WHAT YOU NEED TO DO:
Reproduce every one of the records below line for line, leaving the pictures out of your answer.

-*-*-

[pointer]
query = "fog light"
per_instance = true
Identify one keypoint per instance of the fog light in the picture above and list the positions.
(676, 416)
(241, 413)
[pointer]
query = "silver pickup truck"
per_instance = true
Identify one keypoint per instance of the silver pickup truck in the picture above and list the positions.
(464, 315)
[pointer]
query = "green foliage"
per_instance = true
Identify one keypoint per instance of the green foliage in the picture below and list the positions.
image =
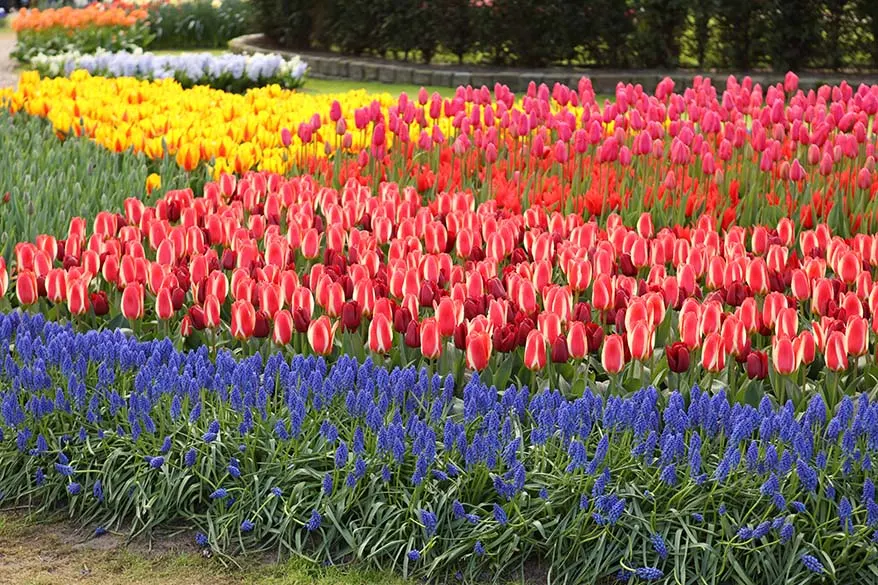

-*-*-

WRITTEN REPLY:
[pointer]
query = "fog light"
per_instance = true
Identify one keypoint per instance of the fog light in the picture above and list the positions.
(676, 416)
(241, 413)
[pointer]
query = "silver pickup truck"
per_instance = true
Identify one keypoint per instance of the silver pickup truck in the picture above and list the positions.
(464, 315)
[pointer]
query = "green foliage"
per_instance = true
Identify one keypoint per instance of the green foliage in the picture below and list the positions.
image =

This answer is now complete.